▶ Problem requirements: Could you lay out the data from the line with "Object detection annotation — target class is black boot." to the line with "[0,224,1300,728]" as a numbered list, including both of those lines and omitting any blank lines?

▶ Data shown:
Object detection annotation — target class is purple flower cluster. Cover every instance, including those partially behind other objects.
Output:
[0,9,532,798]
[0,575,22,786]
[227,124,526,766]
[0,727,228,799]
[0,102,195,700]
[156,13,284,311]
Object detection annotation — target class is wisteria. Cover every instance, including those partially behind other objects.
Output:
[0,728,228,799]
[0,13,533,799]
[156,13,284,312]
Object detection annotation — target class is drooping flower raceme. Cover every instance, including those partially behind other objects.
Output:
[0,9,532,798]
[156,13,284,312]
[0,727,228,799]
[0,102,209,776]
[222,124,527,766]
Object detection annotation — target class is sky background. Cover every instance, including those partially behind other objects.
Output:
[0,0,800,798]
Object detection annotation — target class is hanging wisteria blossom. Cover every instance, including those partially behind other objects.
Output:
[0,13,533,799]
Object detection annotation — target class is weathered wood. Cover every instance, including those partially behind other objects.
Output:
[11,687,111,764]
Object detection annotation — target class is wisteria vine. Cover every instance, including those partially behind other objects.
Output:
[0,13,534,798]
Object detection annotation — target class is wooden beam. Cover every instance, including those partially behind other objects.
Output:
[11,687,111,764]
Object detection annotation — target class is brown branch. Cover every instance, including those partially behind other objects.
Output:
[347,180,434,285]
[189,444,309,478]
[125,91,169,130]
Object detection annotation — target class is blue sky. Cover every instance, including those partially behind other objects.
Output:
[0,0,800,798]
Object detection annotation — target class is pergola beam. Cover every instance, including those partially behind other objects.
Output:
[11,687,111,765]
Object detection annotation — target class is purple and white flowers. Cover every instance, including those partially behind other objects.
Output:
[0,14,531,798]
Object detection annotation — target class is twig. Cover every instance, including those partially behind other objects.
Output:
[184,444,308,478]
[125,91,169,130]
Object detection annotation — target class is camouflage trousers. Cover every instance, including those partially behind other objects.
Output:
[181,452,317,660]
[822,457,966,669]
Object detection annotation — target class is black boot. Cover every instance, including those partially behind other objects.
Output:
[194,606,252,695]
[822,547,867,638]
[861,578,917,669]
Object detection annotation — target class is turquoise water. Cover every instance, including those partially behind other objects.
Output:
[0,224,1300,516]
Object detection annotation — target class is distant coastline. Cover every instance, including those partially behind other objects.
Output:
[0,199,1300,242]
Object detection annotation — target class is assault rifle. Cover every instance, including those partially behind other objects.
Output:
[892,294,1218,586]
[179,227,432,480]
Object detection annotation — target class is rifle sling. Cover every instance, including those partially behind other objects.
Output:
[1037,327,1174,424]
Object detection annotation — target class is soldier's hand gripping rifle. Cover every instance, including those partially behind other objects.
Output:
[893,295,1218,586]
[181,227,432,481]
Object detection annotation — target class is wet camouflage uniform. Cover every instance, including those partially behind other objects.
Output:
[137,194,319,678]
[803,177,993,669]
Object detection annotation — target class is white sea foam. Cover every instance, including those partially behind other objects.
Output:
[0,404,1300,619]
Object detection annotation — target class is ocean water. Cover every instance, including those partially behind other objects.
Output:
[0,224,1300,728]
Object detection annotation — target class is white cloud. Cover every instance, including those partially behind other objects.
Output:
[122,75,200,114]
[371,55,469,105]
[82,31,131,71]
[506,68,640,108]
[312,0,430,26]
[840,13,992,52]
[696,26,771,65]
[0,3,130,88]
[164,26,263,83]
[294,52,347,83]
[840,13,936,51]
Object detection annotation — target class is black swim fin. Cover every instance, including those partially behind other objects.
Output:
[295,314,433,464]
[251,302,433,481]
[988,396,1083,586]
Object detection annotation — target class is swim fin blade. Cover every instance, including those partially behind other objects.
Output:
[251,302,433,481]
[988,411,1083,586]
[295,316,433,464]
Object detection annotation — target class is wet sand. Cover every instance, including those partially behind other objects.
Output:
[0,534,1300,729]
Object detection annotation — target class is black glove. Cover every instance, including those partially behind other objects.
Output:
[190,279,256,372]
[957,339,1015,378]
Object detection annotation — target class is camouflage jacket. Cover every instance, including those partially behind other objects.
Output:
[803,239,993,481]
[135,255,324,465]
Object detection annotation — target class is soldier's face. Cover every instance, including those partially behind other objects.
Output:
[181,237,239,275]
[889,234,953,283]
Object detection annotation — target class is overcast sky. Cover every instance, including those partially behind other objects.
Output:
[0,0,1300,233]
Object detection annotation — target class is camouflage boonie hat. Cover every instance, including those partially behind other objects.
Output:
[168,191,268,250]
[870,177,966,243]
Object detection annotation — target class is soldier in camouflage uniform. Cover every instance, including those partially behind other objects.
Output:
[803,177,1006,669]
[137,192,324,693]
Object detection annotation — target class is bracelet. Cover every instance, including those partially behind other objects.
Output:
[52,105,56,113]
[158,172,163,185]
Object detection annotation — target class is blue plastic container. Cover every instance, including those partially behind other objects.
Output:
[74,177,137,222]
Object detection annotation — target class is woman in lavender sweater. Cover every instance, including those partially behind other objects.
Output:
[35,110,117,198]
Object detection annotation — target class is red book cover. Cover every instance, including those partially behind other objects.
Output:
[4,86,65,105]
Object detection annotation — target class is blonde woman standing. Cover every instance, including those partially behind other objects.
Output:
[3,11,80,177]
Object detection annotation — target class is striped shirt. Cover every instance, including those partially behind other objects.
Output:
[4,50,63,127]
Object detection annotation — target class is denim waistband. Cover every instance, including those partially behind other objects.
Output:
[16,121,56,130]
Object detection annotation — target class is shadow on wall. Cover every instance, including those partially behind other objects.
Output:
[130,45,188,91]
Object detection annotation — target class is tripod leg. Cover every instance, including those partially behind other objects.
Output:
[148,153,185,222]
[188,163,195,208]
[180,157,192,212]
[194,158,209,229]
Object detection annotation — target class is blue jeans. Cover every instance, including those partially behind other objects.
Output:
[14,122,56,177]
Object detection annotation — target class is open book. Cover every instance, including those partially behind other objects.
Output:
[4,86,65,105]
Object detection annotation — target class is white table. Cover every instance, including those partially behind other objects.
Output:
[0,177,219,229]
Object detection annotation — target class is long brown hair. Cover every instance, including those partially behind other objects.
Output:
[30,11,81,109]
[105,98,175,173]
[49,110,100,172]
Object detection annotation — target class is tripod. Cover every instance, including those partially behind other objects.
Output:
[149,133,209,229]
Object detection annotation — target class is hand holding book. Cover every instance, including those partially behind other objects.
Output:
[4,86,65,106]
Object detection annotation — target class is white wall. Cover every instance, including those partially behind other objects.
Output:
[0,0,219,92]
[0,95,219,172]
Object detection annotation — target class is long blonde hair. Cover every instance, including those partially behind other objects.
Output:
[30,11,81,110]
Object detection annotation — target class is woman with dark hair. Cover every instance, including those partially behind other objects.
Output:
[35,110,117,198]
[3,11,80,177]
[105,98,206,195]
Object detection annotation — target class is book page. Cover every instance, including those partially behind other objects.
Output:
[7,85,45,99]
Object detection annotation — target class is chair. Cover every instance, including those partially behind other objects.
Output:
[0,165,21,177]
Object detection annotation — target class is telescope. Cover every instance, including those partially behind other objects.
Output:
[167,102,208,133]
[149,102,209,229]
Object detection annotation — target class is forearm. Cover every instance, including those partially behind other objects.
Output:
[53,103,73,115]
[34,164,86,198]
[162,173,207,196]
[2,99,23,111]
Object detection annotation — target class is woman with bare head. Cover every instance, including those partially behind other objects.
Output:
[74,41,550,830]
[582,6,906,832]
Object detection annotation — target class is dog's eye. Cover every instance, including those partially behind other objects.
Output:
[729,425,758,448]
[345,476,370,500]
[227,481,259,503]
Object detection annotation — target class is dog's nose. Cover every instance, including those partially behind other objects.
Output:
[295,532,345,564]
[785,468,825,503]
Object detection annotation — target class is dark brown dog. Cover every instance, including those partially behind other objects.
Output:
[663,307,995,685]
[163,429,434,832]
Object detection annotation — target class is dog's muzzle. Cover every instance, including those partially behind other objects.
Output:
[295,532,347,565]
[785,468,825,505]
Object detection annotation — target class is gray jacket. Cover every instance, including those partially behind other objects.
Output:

▶ Response to this task:
1. Object detection annotation — target class is black boot. Cover every instance, including those partially behind other objects.
2. Output:
3. [194,606,252,695]
4. [822,547,867,638]
5. [861,578,917,669]
6. Object detection annotation — target class is turquoise water. Cover every instance, including those partially behind other objects.
7. Output:
8. [0,224,1300,516]
9. Object detection annotation — target class is distant coastline. Cover every instance, including those partially behind other objects.
10. Output:
11. [0,199,1300,242]
12. Object detection annotation — target class is assault rifle. Cover every instance, including those partially behind other objects.
13. Output:
14. [892,294,1218,586]
15. [179,227,432,480]
16. Object detection annotation — target class is rifle sling. Cover every instance, including those partially behind other objects.
17. Output:
18. [1037,327,1174,424]
19. Object detection annotation — target class is soldier's hand gripping rifle. Cover every instance, including those partially behind other objects.
20. Output:
21. [893,295,1218,586]
22. [181,227,432,481]
23. Object detection annotation — target class is wet camouflage uniform. Cover every instance, including those partially behind other objects.
24. Output:
25. [137,194,319,678]
26. [803,177,993,669]
27. Object detection annotation — target class is white sea foam. Cover every instance, including those partially behind other objects.
28. Output:
29. [0,404,1300,619]
30. Object detection annotation — target class is ocean water. Cover every instance, including those partially behind other objects.
31. Output:
32. [0,224,1300,728]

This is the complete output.